* **Task**: Return, word for word, only the lines of the data below that lie between the line with "Task: tag every instance of the dry" and the line with "Task: tag every instance of the mountain slope", those two lines included.

Supplied data START

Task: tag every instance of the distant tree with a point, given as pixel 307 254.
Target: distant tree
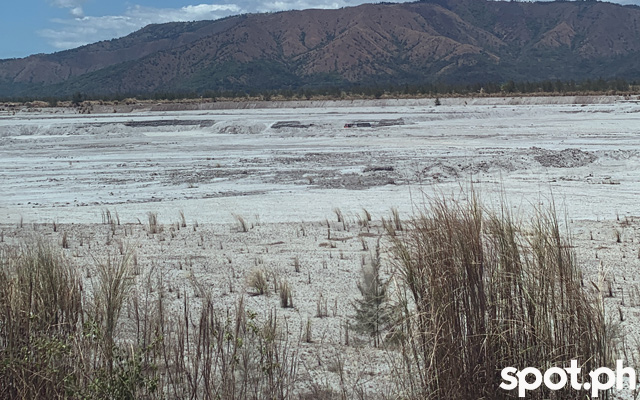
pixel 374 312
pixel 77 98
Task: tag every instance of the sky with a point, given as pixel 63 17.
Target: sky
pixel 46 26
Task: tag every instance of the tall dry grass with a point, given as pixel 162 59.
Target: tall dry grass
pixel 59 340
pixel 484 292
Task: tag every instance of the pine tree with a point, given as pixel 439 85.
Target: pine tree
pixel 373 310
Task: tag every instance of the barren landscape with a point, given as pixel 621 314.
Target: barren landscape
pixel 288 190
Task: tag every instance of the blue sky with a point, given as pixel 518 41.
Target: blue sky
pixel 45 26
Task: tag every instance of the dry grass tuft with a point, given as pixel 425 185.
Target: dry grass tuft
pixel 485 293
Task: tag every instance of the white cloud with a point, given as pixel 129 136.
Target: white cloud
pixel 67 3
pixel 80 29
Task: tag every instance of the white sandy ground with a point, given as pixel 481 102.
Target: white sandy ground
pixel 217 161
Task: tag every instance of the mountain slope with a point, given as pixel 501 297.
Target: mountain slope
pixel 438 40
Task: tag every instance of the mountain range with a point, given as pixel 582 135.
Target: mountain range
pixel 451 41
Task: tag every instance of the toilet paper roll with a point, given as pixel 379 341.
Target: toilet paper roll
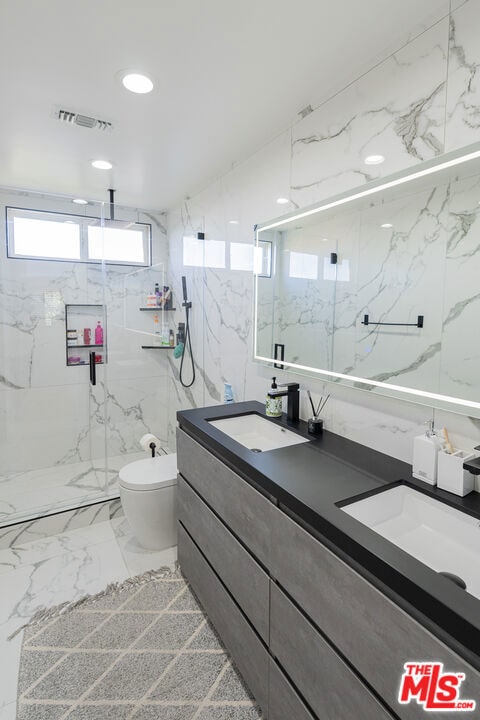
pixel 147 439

Supplied data END

* **Exercise output**:
Task: tag every instance of the dry grass tuft with a point, given as pixel 425 185.
Target: dry grass tuft
pixel 485 293
Task: tag every instance of the white cloud with a point, given as pixel 129 136.
Target: white cloud
pixel 67 3
pixel 80 29
Task: tag every instance of the white sandy ground with a point, given as pixel 481 102.
Target: white sandy ground
pixel 217 161
Task: tag every instance of the mountain slope with a point, given as pixel 501 297.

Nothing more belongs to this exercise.